- [TASK INPUTS]:
Segment Open
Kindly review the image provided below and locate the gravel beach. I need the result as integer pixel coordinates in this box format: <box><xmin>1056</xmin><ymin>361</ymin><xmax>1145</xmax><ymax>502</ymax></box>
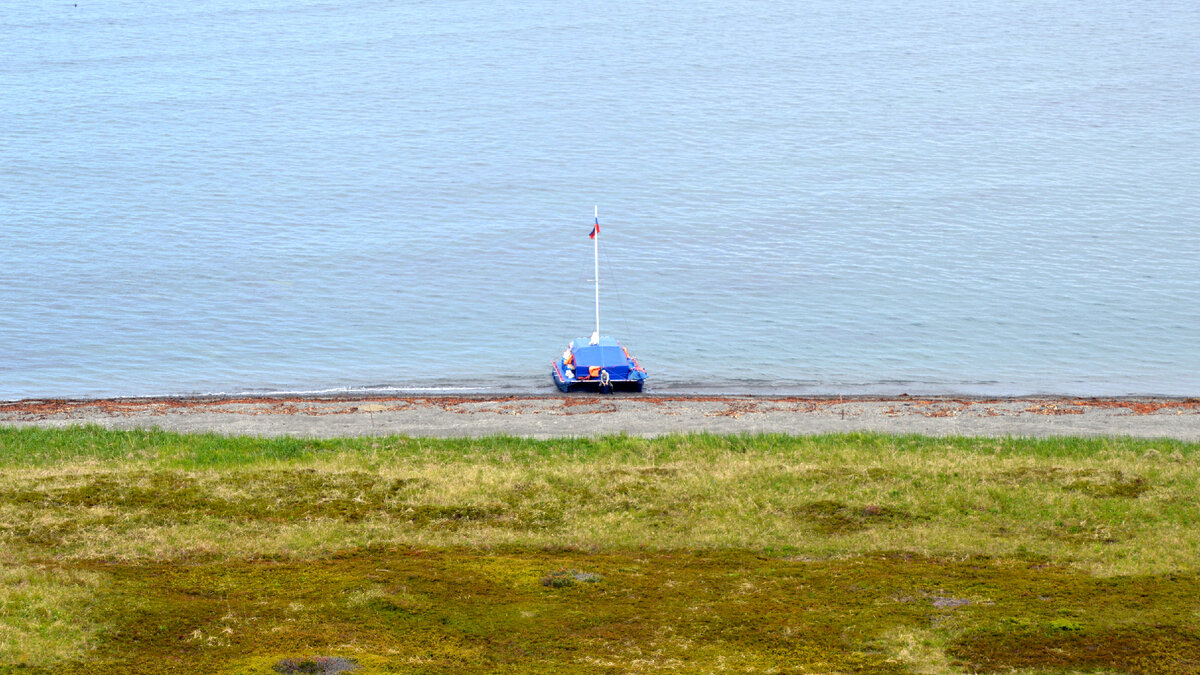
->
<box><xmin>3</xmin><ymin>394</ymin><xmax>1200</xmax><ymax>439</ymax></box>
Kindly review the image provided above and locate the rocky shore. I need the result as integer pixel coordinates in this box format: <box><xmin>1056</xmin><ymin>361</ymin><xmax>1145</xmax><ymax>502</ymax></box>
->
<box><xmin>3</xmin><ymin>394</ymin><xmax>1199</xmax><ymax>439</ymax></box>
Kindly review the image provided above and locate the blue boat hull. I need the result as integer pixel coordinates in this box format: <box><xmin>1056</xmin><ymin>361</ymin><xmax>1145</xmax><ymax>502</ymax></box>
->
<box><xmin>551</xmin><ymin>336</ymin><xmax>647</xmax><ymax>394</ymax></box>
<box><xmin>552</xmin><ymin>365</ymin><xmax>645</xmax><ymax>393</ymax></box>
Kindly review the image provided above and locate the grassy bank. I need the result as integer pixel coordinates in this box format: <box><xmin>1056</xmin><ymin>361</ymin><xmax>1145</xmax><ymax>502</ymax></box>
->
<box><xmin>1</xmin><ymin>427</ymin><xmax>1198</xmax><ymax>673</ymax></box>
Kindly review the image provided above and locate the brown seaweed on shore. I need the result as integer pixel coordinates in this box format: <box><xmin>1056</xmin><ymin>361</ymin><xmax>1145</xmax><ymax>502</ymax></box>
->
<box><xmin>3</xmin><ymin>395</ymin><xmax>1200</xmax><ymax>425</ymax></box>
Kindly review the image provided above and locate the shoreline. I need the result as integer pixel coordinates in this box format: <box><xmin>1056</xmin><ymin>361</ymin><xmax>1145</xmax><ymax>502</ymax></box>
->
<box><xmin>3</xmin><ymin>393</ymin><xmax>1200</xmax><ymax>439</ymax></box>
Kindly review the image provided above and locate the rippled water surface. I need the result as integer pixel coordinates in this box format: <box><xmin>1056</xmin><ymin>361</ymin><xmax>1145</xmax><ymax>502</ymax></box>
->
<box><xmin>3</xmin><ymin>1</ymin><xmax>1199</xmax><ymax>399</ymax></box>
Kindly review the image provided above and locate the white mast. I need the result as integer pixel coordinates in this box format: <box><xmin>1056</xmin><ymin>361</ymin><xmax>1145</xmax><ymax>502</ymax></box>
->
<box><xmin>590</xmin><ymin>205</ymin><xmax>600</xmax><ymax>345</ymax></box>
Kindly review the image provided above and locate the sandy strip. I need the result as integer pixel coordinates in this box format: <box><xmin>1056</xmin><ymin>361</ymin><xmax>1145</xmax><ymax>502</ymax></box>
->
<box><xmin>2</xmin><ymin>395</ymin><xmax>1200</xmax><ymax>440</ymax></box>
Segment Closed
Segment Open
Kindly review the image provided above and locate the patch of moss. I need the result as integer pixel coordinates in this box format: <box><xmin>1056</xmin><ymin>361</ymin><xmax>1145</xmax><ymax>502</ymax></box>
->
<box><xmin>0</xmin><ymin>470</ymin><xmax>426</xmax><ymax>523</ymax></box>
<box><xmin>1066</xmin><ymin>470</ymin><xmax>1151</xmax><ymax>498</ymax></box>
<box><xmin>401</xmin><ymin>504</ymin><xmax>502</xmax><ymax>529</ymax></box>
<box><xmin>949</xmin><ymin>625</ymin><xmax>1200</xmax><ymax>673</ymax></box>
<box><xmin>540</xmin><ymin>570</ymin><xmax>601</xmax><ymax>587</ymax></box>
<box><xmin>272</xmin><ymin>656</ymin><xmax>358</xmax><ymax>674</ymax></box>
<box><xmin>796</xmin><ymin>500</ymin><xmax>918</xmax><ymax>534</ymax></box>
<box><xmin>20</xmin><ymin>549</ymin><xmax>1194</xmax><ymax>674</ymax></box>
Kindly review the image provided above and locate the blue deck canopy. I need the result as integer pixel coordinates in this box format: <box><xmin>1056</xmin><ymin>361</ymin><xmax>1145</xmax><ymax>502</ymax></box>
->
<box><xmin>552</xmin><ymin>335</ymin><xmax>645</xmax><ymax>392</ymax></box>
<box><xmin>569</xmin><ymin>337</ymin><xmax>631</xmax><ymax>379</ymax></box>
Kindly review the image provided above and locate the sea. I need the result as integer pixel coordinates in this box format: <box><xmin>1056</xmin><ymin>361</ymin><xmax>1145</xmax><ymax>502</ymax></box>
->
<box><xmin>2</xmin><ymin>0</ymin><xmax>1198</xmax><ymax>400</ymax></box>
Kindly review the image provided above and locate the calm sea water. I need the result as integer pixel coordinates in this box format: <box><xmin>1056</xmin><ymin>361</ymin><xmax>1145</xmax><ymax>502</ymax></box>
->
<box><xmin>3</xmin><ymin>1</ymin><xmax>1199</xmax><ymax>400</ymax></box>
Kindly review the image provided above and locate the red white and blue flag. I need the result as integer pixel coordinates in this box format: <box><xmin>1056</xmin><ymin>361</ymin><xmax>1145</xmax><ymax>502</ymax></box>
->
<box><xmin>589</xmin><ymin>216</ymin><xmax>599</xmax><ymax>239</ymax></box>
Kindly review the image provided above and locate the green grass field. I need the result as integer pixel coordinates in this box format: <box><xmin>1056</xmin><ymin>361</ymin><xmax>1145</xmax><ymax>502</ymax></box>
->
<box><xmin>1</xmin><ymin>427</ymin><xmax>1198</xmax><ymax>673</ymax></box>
Segment Closed
Segment Open
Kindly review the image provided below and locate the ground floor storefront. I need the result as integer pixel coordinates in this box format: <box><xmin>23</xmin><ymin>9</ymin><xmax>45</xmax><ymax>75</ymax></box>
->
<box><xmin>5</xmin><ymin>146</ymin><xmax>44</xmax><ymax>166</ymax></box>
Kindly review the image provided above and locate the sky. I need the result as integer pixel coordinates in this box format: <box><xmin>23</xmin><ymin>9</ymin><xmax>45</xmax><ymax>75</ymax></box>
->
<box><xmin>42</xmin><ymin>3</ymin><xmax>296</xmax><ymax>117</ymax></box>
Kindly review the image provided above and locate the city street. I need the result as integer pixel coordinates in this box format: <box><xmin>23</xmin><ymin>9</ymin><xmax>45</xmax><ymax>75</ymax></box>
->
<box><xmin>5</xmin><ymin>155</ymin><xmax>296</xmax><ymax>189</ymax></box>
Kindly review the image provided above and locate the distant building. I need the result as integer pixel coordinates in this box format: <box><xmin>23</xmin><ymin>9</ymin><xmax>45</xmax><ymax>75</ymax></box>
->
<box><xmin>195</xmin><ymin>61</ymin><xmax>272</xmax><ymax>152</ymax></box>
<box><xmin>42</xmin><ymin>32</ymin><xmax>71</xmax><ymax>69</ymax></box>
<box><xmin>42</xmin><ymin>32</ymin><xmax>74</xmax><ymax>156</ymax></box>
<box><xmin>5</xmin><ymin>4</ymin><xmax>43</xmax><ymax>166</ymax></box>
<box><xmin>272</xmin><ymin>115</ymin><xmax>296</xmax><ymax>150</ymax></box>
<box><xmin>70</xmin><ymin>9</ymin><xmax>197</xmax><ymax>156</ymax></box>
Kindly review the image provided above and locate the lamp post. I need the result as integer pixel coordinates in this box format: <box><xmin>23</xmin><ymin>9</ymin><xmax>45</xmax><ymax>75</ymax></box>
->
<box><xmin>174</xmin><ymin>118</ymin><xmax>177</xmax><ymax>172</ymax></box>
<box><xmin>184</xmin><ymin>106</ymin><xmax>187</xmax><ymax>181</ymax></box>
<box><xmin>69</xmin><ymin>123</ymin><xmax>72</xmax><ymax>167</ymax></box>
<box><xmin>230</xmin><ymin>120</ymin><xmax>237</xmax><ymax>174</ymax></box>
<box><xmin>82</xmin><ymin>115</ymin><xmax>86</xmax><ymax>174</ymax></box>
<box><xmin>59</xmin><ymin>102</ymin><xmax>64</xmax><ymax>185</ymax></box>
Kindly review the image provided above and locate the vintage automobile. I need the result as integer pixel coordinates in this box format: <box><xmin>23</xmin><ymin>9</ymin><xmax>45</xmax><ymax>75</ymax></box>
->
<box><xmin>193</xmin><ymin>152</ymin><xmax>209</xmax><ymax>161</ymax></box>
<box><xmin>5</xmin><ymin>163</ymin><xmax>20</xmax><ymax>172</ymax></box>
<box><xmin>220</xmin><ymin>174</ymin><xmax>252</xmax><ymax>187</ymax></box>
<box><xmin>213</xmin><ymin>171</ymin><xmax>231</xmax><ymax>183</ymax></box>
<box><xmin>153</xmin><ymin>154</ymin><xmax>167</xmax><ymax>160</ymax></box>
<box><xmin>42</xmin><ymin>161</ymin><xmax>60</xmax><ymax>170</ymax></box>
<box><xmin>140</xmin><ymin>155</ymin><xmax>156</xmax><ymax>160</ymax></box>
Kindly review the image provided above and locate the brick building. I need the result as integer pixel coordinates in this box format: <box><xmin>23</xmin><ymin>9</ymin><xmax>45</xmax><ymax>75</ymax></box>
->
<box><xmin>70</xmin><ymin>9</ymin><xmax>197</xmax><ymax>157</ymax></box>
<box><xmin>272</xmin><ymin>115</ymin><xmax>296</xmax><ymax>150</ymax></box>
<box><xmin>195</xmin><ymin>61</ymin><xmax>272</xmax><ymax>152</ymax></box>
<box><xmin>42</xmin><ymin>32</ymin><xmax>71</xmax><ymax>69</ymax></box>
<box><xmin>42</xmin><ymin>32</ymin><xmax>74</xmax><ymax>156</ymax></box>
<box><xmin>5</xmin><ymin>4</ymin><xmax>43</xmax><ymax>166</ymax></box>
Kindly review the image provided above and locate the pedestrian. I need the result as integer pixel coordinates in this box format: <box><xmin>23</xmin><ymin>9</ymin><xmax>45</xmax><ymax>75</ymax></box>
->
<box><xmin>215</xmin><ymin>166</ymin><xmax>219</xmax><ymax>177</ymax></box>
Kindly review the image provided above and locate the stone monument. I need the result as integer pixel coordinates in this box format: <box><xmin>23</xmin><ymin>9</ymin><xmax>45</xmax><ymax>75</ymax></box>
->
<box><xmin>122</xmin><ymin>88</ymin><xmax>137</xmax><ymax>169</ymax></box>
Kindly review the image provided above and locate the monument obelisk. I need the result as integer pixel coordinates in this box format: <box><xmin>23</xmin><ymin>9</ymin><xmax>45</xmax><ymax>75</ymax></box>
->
Segment Closed
- [YOUR TASK]: Beginning with the line containing "locate the pedestrian." in the material above, copy every line exactly until you have copied the line containing "Kindly review the image provided above and locate the monument".

- [TASK SOLUTION]:
Kindly review the image provided above and locate the pedestrian. I need the result as integer pixel coordinates in this box format: <box><xmin>23</xmin><ymin>9</ymin><xmax>45</xmax><ymax>75</ymax></box>
->
<box><xmin>215</xmin><ymin>166</ymin><xmax>219</xmax><ymax>177</ymax></box>
Kindly review the image provided above and locate the stone monument. I need the result as integer pixel coordinates in this box format: <box><xmin>23</xmin><ymin>9</ymin><xmax>45</xmax><ymax>75</ymax></box>
->
<box><xmin>122</xmin><ymin>88</ymin><xmax>137</xmax><ymax>169</ymax></box>
Kindly review the image provided above and locate the monument obelisk. I need the result as integer pixel coordinates in this box format: <box><xmin>23</xmin><ymin>9</ymin><xmax>45</xmax><ymax>75</ymax></box>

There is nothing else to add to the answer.